[BRIEF]: Without the pictures, set down every line of the data exactly.
:: DATA FOR REVIEW
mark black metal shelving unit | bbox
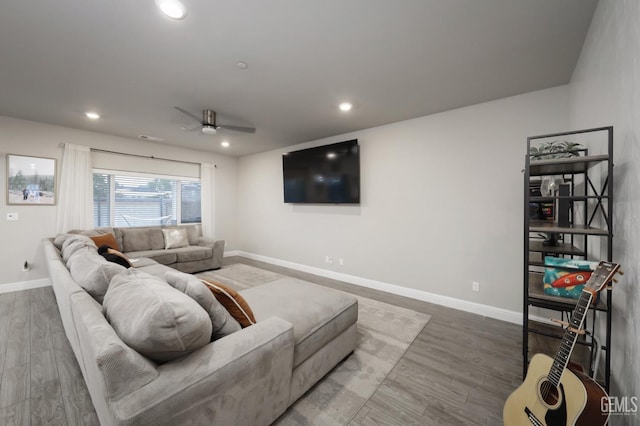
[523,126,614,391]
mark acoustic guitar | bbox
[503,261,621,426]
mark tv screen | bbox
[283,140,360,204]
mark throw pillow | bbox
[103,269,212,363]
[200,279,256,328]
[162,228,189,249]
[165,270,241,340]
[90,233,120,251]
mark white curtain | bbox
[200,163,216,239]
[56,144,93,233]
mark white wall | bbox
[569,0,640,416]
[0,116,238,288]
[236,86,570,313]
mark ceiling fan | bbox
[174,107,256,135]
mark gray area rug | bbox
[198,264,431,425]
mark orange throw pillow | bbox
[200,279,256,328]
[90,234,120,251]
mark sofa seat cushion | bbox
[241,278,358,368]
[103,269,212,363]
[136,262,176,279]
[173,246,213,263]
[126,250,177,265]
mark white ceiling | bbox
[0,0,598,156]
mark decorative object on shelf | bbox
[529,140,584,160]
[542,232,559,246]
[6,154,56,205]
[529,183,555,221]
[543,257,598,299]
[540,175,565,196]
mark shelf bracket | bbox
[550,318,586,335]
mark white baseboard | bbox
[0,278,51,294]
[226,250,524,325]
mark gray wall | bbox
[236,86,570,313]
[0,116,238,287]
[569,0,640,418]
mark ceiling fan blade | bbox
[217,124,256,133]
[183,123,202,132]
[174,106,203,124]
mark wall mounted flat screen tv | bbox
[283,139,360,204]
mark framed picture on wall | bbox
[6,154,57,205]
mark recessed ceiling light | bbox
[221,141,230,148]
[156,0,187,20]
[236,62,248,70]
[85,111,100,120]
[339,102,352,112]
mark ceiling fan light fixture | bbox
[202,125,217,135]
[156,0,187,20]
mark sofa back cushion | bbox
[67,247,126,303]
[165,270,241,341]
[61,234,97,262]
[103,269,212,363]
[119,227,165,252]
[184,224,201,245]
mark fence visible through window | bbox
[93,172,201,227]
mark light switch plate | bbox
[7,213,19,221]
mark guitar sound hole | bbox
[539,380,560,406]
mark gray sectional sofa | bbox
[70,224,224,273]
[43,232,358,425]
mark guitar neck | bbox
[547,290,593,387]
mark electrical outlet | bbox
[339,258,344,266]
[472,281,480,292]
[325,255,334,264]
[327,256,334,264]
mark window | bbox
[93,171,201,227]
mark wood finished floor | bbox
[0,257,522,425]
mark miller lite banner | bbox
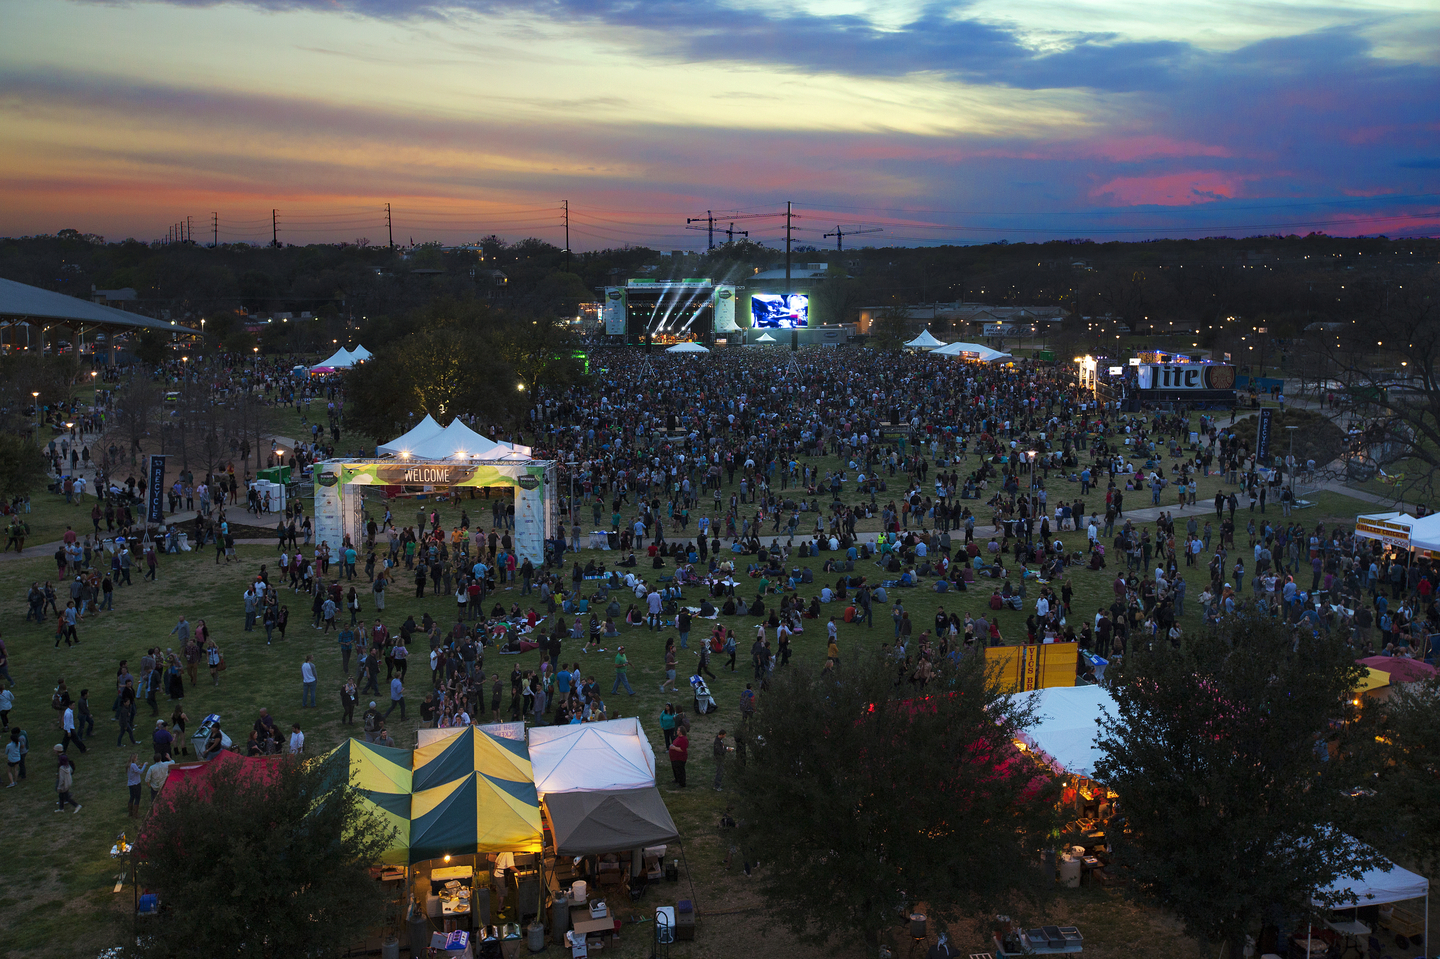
::::
[WRITTEN RESPONSE]:
mark black metal shelving unit | bbox
[523,126,614,391]
mark acoustic guitar | bbox
[503,261,621,426]
mark tv screen | bbox
[283,140,360,204]
mark throw pillow | bbox
[103,269,212,363]
[200,279,256,328]
[162,228,189,249]
[165,270,241,340]
[90,233,120,251]
mark white curtain | bbox
[200,163,216,239]
[56,144,93,233]
mark white wall | bbox
[569,0,640,416]
[0,116,238,288]
[236,86,570,313]
mark ceiling fan | bbox
[174,107,256,135]
mark gray area rug | bbox
[198,264,431,425]
mark orange throw pillow | bbox
[200,279,256,328]
[90,234,120,251]
mark sofa seat cushion | bbox
[241,278,358,368]
[103,269,212,363]
[136,262,176,279]
[173,246,213,263]
[126,250,177,265]
mark white ceiling | bbox
[0,0,598,156]
mark decorative object on shelf | bbox
[529,140,584,160]
[542,232,559,246]
[6,154,56,205]
[529,183,555,221]
[543,257,598,299]
[540,175,565,196]
mark shelf bracket | bbox
[550,318,586,335]
mark white baseboard | bbox
[0,278,51,294]
[226,250,524,325]
mark gray wall | bbox
[236,86,570,313]
[0,116,238,287]
[569,0,640,418]
mark ceiling fan blade | bbox
[217,124,256,133]
[183,123,202,132]
[174,106,203,124]
mark wall mounted flat screen tv | bbox
[283,139,360,204]
mark framed picture on wall | bbox
[6,154,57,205]
mark recessed ceiling light | bbox
[221,141,230,148]
[156,0,187,20]
[236,62,248,70]
[85,111,100,120]
[339,102,352,112]
mark ceiling fan light fixture | bbox
[202,125,217,135]
[156,0,187,20]
mark sofa back cushion | bbox
[67,247,126,303]
[165,270,241,341]
[61,234,97,262]
[103,269,212,363]
[119,227,165,252]
[184,224,201,245]
mark fence visible through window | bbox
[93,172,201,227]
mark light switch plate | bbox
[7,213,19,221]
mark guitar sound hole | bbox
[539,380,560,406]
mark gray sectional sofa | bbox
[70,224,224,273]
[43,232,358,425]
mark guitar neck | bbox
[547,290,593,387]
mark electrical outlet | bbox
[339,258,344,266]
[472,281,480,292]
[325,255,334,264]
[327,256,334,264]
mark window | bbox
[93,171,201,227]
mark wood finished floor | bbox
[0,257,522,425]
mark miller lite banner | bbox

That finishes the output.